→ **Written instruction**
Find the line containing "Where can the stacked" in the material below; copy that line and all following lines exactly.

→ **Records supplied**
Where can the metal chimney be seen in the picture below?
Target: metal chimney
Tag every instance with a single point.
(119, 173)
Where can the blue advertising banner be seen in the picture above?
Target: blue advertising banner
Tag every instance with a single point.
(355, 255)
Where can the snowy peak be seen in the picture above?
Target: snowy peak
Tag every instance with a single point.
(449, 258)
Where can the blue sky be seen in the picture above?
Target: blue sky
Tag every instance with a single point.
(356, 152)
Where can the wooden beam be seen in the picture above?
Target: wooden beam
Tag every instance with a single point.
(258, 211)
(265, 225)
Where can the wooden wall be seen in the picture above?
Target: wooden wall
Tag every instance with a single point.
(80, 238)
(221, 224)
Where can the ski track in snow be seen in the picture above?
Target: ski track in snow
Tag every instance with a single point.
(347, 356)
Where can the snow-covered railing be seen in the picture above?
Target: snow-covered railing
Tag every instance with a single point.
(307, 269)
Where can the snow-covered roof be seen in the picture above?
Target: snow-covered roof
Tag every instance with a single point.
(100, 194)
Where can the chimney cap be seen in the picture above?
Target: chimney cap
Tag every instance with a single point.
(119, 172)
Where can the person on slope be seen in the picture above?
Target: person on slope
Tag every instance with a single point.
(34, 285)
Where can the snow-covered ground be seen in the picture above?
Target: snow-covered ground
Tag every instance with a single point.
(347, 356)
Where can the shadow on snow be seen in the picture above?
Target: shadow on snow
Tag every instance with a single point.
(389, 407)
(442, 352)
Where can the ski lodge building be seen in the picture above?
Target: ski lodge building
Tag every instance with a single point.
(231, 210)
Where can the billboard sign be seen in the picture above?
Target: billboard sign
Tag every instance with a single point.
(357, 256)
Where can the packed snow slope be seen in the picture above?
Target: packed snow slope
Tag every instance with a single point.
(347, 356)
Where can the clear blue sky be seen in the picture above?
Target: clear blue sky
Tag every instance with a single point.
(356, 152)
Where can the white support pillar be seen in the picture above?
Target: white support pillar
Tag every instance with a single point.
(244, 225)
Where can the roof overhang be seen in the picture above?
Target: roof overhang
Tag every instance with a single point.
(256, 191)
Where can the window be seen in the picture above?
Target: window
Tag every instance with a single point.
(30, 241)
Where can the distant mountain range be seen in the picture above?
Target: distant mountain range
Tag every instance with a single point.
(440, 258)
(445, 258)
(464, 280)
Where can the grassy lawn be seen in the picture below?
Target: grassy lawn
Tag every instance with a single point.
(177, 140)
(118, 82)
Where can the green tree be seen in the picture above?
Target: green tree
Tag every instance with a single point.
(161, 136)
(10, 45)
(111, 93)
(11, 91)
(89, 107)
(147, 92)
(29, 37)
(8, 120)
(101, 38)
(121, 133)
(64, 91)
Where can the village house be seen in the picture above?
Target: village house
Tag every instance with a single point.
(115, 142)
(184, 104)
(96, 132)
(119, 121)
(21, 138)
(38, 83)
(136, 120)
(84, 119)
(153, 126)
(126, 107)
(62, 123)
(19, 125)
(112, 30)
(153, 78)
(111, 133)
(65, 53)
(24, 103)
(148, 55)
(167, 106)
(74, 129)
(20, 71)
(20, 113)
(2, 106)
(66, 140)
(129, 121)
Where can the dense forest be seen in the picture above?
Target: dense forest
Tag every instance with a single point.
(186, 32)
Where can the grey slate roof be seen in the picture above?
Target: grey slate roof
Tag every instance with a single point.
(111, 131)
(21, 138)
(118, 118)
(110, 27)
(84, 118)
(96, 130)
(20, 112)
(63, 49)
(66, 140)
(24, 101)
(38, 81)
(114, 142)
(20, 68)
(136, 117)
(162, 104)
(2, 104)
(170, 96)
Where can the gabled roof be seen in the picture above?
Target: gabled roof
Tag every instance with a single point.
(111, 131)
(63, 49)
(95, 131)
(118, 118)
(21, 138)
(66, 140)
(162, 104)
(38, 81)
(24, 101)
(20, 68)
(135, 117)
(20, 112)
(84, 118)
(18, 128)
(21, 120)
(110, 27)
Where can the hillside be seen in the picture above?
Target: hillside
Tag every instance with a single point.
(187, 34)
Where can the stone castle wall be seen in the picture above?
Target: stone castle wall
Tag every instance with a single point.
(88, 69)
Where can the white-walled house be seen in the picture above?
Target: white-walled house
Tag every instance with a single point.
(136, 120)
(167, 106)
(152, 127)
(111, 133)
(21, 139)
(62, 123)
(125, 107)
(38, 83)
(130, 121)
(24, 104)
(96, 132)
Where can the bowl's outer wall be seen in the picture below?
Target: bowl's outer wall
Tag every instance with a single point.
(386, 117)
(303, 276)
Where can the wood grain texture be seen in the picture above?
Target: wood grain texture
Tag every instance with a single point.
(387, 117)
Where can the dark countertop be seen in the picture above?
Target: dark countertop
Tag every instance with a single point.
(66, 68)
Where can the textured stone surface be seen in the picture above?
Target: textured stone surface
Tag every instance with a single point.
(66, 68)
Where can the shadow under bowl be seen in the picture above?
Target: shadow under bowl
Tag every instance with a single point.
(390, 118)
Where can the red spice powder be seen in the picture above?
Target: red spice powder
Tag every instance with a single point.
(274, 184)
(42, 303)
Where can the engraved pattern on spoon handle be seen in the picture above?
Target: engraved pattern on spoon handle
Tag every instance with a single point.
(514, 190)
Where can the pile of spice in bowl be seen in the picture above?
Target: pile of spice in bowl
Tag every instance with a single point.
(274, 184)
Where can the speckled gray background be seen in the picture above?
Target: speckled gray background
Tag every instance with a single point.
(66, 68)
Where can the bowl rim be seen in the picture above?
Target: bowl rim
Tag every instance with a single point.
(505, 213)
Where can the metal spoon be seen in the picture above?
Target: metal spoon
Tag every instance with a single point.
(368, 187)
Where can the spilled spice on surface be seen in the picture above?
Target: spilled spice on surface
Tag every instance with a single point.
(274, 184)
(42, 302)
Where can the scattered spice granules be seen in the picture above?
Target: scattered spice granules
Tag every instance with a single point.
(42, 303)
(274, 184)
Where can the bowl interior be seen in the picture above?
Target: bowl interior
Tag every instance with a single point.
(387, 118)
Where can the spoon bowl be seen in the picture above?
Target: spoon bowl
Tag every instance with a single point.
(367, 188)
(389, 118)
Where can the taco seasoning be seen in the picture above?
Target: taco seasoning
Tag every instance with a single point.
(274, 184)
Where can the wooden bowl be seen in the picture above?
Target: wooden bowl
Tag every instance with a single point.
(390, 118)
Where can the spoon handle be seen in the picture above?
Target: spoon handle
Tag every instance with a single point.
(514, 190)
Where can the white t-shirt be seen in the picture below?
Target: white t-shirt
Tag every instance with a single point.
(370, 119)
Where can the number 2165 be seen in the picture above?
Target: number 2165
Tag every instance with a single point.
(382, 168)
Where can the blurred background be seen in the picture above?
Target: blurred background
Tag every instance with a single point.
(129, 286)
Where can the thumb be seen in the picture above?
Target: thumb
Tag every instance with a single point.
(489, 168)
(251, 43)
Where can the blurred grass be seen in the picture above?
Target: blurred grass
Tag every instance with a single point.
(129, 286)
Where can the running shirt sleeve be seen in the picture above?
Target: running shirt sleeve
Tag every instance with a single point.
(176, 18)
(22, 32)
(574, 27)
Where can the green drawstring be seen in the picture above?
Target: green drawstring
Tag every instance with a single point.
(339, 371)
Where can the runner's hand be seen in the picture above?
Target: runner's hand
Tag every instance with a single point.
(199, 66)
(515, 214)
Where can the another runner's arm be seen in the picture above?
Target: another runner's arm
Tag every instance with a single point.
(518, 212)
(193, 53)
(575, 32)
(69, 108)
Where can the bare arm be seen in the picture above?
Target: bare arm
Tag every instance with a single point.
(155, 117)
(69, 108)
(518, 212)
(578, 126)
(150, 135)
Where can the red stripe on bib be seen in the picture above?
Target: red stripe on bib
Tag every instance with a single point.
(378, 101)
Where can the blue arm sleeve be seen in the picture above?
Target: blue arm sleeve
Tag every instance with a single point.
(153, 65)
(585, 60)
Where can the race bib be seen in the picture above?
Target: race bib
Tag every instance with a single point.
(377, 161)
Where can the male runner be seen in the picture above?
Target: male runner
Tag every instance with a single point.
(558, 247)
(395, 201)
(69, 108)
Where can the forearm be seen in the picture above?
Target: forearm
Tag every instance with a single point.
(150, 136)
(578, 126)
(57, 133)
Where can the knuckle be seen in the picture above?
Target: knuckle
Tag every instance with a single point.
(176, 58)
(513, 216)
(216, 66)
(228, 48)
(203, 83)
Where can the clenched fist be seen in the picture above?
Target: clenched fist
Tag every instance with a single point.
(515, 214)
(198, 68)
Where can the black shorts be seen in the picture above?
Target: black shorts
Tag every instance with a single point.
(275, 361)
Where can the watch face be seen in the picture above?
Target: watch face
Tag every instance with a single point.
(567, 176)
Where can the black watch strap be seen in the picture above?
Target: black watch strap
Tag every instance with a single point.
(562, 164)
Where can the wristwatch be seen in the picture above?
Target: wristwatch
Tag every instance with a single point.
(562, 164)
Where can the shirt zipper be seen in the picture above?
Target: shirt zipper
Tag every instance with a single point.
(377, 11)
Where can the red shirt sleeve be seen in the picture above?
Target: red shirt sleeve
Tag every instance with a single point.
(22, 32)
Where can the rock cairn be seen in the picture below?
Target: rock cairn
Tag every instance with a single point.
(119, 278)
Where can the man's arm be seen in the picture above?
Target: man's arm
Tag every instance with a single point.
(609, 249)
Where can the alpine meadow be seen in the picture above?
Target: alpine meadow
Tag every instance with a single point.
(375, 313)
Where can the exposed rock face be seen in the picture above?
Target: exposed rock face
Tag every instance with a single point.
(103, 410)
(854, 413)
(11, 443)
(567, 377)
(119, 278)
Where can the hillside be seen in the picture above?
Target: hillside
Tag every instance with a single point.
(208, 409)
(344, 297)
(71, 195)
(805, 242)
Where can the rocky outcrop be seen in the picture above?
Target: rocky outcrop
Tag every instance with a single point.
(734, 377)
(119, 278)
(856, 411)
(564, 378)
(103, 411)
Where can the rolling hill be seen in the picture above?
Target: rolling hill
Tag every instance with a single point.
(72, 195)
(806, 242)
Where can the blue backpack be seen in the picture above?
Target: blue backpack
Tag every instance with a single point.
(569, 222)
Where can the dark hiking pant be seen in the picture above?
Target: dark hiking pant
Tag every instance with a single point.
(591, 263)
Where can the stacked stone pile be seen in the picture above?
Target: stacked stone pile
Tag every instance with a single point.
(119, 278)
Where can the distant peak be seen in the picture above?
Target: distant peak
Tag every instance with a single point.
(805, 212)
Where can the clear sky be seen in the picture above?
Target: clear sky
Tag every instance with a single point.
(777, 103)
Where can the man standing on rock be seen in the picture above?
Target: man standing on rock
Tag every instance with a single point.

→ **Solution**
Where can the stacked stone pile be seen in the picture above?
Target: stacked stone pile
Tag every instance with a single point.
(119, 278)
Where can the distant peak be seen in the picture above?
Target: distant peak
Tag every instance with a single point.
(805, 212)
Where can the clear sky be seen in the picture above?
Target: clear sky
Tag every instance with a single point.
(777, 103)
Where can the man standing on rock be seen in the picture above?
Target: man standing on rock
Tag every instance with a single point.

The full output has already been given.